Short task =>
Reproduce verbatim the lines from the very first one through the line holding "M687 171L679 185L679", inclusive. Leave the pictures out.
────────────────────────────────────────
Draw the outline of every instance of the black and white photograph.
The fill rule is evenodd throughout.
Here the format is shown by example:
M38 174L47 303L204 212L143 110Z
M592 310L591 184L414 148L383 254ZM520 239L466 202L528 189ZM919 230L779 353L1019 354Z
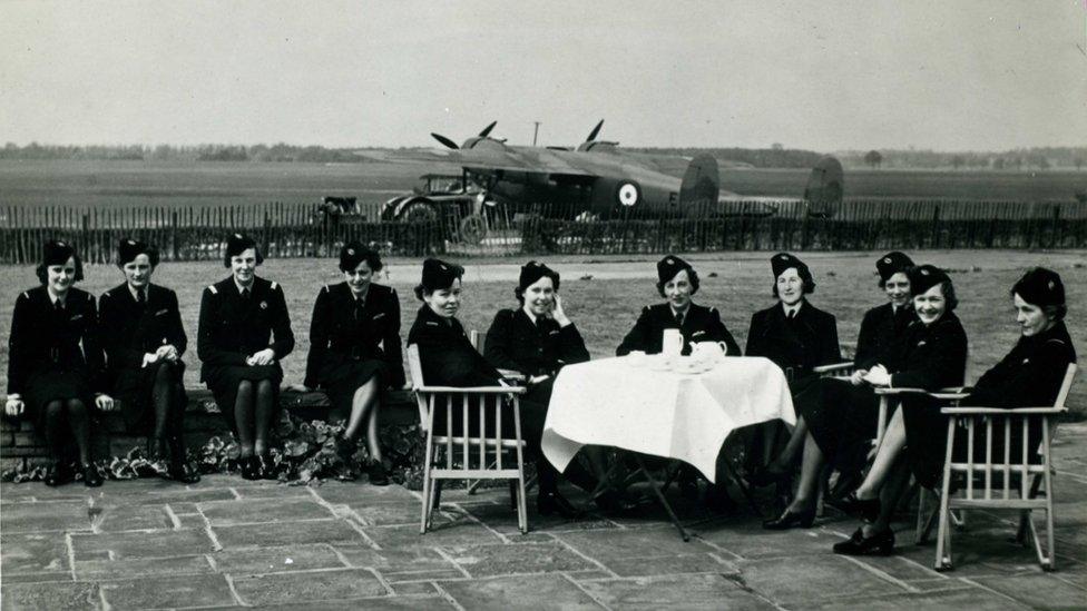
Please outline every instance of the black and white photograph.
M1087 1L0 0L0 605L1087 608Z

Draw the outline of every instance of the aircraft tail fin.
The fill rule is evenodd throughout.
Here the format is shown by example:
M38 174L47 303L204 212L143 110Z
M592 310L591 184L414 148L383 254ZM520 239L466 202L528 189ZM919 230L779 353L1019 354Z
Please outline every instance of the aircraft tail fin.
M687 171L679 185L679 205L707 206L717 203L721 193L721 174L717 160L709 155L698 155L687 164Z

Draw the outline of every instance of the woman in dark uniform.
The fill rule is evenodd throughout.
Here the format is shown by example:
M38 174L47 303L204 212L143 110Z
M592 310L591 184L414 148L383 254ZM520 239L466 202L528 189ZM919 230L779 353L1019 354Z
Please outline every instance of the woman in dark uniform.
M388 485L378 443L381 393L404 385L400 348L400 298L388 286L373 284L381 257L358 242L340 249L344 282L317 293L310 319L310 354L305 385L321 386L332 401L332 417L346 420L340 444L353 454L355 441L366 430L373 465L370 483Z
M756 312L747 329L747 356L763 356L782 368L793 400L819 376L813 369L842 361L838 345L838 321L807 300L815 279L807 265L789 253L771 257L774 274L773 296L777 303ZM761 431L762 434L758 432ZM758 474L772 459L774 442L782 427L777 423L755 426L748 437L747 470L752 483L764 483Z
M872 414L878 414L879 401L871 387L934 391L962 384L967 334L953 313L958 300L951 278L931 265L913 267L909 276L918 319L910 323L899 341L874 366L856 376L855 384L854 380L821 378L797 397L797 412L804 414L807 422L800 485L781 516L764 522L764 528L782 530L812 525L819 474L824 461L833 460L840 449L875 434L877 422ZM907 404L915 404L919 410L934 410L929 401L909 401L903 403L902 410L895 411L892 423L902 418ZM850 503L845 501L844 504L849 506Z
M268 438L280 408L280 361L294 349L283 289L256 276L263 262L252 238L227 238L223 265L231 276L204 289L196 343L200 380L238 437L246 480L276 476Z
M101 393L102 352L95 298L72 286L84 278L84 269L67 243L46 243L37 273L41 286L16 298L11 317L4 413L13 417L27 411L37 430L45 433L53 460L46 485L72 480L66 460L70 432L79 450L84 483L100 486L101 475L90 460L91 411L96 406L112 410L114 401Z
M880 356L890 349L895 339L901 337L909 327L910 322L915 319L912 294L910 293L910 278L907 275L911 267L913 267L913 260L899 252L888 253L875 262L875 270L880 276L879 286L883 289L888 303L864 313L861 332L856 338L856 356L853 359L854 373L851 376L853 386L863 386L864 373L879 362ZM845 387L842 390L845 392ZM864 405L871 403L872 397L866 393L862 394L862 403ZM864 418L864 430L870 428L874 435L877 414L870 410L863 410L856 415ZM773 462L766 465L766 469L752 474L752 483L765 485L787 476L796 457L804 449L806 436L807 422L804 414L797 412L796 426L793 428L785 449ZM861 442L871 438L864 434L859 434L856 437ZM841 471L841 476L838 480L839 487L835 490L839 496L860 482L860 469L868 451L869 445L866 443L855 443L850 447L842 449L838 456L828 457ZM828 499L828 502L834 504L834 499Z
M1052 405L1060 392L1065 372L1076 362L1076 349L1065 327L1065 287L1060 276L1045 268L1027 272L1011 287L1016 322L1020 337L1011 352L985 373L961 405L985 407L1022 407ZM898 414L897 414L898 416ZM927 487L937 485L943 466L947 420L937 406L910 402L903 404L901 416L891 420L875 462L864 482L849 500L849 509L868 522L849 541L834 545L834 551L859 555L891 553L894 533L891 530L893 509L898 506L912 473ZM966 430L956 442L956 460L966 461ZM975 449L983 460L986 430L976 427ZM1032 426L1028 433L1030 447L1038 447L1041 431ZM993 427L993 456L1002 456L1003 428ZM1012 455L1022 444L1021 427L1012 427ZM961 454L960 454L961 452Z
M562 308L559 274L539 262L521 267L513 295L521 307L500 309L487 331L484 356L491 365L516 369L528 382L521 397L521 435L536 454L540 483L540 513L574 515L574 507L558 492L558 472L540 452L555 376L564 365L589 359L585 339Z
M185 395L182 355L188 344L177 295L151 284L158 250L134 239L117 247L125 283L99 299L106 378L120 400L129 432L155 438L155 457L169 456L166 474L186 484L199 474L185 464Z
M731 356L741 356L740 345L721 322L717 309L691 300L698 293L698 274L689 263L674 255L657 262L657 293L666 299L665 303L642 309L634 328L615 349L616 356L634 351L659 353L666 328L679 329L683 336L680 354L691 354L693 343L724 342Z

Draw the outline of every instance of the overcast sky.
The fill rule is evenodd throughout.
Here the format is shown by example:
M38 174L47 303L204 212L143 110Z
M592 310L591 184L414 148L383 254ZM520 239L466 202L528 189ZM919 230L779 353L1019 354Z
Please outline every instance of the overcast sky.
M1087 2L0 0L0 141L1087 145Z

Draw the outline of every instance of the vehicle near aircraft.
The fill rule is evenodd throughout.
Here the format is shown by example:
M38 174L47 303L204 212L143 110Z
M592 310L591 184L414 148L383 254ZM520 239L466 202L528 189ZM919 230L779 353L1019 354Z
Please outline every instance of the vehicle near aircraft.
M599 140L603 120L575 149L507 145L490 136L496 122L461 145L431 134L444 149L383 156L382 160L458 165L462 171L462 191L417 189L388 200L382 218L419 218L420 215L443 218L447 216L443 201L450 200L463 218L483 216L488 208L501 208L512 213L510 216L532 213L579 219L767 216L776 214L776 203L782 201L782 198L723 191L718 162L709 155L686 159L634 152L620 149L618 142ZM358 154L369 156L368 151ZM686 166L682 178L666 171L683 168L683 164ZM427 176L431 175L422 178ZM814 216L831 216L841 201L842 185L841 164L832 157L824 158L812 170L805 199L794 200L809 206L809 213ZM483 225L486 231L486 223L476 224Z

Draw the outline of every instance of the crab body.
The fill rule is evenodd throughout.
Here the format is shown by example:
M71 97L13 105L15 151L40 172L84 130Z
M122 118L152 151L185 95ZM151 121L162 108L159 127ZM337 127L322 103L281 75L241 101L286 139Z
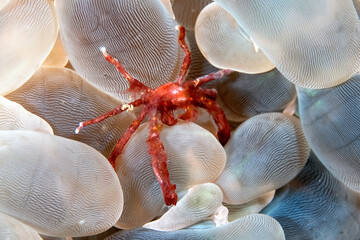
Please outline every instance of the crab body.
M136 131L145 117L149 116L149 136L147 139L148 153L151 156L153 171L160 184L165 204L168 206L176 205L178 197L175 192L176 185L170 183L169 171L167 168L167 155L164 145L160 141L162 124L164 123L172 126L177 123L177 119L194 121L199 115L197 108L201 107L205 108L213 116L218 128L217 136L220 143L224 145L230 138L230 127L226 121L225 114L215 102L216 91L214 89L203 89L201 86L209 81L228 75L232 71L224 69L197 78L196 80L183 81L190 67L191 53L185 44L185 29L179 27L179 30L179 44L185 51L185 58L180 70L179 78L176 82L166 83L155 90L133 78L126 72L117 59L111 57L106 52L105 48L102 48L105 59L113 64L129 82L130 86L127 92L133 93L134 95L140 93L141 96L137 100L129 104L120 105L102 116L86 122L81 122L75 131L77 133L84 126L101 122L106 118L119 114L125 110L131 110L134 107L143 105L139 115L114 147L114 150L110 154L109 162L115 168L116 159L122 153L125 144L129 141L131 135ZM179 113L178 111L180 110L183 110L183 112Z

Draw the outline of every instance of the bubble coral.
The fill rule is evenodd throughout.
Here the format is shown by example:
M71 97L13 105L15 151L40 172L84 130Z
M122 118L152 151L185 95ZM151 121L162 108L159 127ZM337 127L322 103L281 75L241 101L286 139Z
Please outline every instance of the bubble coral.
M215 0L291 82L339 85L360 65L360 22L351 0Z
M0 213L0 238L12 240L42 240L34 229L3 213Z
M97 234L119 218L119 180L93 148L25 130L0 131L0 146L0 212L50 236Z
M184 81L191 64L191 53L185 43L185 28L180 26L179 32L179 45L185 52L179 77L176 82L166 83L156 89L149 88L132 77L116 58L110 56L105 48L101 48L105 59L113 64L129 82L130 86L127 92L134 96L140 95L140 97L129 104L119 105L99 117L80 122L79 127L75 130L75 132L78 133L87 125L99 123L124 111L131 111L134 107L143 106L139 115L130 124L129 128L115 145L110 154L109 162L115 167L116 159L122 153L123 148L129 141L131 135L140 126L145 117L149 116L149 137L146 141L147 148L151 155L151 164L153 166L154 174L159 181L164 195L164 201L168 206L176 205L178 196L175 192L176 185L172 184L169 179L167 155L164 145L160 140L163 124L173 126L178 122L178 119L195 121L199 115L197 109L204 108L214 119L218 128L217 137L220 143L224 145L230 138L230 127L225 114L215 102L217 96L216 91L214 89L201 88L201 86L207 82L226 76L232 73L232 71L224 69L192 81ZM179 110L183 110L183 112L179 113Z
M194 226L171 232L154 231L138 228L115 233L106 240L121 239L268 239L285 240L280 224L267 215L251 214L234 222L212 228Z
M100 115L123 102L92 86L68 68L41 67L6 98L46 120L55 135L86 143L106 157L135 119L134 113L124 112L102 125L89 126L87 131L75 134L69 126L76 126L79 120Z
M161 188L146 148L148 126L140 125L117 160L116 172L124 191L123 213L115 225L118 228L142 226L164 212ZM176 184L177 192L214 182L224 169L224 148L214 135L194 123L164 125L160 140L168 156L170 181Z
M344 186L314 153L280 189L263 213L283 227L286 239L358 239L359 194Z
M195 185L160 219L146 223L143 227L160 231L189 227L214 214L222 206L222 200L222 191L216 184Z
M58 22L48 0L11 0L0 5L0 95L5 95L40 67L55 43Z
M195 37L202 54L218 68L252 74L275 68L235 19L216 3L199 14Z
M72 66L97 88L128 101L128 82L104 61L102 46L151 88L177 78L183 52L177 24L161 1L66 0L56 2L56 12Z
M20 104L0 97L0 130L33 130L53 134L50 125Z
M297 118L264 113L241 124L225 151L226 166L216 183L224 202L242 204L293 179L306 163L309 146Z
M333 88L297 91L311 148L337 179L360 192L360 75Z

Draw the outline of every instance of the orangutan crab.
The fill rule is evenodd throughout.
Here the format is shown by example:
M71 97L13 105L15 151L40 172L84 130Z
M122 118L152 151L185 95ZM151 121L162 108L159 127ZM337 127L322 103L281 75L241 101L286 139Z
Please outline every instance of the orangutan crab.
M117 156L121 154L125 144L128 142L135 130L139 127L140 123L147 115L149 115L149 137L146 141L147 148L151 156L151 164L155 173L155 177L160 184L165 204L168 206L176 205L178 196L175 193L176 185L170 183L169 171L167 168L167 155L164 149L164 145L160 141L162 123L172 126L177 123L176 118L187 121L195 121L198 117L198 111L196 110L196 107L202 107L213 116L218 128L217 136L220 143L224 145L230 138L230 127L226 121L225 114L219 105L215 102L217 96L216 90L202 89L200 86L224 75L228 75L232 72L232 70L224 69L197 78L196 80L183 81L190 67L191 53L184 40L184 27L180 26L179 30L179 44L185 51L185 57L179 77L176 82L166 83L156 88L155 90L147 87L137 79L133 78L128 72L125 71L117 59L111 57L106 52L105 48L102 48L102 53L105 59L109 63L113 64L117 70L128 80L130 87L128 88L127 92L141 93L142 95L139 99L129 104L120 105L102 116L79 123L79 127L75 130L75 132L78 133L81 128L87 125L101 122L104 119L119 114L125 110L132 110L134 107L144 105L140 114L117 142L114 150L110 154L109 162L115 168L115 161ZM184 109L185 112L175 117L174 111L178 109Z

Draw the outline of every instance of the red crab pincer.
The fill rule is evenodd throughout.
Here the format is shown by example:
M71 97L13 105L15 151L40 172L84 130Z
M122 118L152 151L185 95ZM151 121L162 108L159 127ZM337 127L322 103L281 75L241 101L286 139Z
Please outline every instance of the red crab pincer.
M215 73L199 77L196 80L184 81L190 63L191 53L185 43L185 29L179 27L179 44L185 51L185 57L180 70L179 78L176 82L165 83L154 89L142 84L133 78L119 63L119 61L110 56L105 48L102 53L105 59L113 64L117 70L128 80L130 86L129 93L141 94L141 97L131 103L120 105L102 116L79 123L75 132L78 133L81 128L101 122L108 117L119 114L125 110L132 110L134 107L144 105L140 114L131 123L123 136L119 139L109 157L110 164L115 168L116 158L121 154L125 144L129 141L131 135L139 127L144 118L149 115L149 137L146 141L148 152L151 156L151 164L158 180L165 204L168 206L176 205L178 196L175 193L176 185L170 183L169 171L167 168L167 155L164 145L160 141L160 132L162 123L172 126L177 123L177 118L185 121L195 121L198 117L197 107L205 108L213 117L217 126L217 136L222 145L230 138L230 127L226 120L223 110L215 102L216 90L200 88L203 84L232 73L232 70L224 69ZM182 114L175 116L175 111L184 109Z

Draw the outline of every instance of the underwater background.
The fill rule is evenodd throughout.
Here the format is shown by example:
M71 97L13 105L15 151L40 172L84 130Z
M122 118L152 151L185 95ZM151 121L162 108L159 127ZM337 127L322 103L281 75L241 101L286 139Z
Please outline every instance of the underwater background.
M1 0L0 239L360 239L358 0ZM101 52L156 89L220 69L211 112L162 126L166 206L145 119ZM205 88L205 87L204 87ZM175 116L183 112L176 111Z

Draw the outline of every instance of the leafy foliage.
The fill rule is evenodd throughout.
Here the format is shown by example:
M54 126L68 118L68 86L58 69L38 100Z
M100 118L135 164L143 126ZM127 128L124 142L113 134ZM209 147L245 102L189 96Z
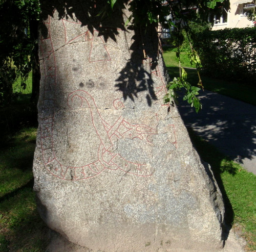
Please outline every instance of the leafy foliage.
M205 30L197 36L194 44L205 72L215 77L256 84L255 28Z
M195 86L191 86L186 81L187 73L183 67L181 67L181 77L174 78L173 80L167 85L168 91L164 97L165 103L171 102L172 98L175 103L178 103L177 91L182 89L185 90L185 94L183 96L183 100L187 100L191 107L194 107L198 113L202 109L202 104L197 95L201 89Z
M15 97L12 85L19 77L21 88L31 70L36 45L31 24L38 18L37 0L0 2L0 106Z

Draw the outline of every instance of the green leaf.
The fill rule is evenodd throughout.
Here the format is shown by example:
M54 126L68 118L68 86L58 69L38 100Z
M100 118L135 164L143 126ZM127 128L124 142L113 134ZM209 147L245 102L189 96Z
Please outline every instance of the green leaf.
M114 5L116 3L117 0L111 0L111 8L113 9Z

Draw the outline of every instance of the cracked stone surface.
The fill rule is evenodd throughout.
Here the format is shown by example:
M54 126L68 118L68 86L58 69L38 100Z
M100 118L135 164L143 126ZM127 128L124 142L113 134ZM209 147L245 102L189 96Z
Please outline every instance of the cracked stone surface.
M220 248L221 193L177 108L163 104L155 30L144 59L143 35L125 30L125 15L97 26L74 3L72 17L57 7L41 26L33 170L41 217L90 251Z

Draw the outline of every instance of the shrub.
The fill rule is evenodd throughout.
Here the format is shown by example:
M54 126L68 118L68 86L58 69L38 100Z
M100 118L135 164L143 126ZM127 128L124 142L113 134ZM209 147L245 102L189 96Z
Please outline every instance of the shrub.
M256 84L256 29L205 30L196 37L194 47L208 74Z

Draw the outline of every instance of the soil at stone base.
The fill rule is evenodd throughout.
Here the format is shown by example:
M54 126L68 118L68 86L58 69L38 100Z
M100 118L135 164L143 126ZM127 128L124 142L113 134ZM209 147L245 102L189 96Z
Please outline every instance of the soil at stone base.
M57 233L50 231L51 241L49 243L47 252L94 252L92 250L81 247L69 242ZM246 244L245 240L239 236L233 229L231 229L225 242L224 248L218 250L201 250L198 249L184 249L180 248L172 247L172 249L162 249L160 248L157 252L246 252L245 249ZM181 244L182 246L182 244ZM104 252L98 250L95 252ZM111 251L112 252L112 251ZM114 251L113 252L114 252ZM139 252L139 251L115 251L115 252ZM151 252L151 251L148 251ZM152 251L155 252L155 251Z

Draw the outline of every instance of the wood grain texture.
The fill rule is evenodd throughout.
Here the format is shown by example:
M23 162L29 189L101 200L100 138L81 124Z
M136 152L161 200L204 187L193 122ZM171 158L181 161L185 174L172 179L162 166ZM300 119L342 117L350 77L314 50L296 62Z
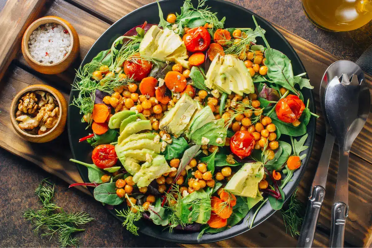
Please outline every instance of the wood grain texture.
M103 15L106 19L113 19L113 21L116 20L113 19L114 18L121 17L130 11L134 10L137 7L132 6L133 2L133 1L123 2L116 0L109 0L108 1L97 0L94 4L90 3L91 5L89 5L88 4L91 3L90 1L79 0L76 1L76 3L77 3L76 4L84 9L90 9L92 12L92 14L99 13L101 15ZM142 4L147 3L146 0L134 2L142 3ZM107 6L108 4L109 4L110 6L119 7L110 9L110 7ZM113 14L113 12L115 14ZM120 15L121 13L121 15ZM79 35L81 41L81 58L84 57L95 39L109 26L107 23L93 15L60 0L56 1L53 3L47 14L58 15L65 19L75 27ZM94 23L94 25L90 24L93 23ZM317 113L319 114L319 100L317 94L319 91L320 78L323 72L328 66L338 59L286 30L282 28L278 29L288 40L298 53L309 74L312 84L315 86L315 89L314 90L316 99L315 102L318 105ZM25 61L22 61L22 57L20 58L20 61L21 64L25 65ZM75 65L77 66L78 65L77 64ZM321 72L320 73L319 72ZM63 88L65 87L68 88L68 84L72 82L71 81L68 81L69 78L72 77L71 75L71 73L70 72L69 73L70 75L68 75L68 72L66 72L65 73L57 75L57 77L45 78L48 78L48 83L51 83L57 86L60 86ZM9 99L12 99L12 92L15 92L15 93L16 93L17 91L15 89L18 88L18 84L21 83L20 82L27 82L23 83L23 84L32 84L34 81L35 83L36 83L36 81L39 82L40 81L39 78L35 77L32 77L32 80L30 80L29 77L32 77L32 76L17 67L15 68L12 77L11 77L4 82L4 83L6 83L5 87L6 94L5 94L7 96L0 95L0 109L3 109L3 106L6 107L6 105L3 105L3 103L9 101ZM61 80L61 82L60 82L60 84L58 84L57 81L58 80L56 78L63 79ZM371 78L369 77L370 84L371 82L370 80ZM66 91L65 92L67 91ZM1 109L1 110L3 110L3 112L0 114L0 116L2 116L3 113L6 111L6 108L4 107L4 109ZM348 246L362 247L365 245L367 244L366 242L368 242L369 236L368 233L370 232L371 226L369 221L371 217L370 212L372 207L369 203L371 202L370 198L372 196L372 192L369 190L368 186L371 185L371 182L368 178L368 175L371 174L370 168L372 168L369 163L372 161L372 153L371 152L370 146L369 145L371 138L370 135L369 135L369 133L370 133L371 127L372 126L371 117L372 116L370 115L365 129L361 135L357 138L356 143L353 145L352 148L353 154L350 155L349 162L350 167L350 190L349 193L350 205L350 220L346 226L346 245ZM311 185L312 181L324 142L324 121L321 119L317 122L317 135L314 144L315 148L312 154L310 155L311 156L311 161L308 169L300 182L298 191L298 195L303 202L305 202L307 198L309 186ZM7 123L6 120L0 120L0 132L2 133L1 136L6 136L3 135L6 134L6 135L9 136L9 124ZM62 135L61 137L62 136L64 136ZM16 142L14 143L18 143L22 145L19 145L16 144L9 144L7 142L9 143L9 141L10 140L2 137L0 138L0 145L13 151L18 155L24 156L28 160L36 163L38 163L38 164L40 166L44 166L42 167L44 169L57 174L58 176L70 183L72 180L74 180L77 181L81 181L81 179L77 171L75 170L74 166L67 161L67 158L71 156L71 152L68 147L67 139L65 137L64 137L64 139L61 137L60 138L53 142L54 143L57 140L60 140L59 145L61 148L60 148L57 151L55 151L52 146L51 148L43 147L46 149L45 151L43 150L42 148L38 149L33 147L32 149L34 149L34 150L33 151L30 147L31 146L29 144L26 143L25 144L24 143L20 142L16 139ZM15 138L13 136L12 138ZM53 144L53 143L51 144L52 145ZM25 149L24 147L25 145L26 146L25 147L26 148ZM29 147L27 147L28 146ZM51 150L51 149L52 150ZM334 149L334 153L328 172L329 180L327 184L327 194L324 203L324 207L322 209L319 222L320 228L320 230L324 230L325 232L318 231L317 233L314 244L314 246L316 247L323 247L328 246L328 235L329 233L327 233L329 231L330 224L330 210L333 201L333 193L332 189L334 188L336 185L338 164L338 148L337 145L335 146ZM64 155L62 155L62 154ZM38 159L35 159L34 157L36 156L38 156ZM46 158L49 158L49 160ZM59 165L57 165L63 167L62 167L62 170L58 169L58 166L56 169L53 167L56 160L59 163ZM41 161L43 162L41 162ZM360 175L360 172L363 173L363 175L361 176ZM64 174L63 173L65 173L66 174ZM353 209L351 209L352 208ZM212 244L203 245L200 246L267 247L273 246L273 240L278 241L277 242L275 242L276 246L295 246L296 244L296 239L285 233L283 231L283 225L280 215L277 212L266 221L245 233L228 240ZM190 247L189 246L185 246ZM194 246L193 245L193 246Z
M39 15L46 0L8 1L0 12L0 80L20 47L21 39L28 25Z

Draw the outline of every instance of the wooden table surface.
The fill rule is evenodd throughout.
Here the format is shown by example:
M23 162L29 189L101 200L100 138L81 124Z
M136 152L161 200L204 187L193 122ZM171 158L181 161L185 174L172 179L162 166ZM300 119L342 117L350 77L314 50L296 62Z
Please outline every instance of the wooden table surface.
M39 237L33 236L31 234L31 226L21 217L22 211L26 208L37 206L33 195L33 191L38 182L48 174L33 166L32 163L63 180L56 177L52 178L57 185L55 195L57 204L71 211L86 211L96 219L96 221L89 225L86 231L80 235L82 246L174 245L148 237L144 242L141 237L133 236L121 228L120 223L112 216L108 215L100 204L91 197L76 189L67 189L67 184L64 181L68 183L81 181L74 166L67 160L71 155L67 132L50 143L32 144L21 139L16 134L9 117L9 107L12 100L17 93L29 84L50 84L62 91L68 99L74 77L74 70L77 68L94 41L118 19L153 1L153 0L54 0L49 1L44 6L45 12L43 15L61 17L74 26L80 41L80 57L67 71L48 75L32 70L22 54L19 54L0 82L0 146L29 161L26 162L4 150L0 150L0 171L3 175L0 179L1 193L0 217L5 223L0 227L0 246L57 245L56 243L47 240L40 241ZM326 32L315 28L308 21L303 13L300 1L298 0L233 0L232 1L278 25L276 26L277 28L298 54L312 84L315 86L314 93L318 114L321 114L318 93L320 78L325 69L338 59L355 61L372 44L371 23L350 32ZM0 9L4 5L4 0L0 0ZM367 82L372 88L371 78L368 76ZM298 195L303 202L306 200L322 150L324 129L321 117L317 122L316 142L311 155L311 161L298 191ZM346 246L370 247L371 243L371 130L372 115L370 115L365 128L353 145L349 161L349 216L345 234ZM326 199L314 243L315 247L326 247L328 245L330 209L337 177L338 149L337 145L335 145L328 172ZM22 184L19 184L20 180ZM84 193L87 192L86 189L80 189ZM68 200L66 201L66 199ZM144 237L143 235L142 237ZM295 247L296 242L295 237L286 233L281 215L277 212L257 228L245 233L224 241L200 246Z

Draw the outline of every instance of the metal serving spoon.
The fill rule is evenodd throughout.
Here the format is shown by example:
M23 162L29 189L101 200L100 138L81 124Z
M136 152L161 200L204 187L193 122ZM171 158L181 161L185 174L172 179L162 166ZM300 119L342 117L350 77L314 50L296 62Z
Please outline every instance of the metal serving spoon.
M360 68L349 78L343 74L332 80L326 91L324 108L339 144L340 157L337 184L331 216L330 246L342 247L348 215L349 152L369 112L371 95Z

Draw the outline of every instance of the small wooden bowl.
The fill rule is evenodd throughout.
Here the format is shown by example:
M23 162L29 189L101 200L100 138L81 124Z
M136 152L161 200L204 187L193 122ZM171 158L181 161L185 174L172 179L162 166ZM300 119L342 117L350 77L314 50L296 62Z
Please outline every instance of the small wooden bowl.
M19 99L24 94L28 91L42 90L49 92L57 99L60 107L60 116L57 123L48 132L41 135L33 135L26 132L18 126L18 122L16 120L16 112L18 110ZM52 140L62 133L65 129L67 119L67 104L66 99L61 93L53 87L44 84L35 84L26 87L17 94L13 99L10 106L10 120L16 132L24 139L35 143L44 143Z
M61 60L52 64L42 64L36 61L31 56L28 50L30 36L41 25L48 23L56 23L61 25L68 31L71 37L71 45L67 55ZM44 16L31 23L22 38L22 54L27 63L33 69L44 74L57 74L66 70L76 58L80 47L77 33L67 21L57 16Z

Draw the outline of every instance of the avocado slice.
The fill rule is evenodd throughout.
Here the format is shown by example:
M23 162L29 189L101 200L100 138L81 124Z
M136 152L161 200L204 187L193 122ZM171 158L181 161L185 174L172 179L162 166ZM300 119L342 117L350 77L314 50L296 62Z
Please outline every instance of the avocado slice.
────────────────────────────────────────
Written response =>
Draw the outline of every instance of the black and white photograph.
The fill rule is evenodd throughout.
Here the format is shown by example:
M38 174L47 303L204 212L143 110Z
M592 310L591 184L414 148L383 254ZM520 239L466 202L528 189ZM919 230L779 353L1019 354Z
Please outline every instance of the black and white photograph.
M1087 1L0 0L0 605L1087 608Z

Draw the outline of every instance of the aircraft tail fin.
The fill rule is evenodd throughout.
Here the format is shown by example:
M38 174L47 303L204 212L143 110Z
M592 310L591 184L414 148L383 254ZM520 239L466 202L528 189ZM919 230L779 353L1019 354Z
Please outline every instance of the aircraft tail fin.
M687 171L679 185L679 205L707 206L717 203L721 193L721 174L717 160L709 155L698 155L687 164Z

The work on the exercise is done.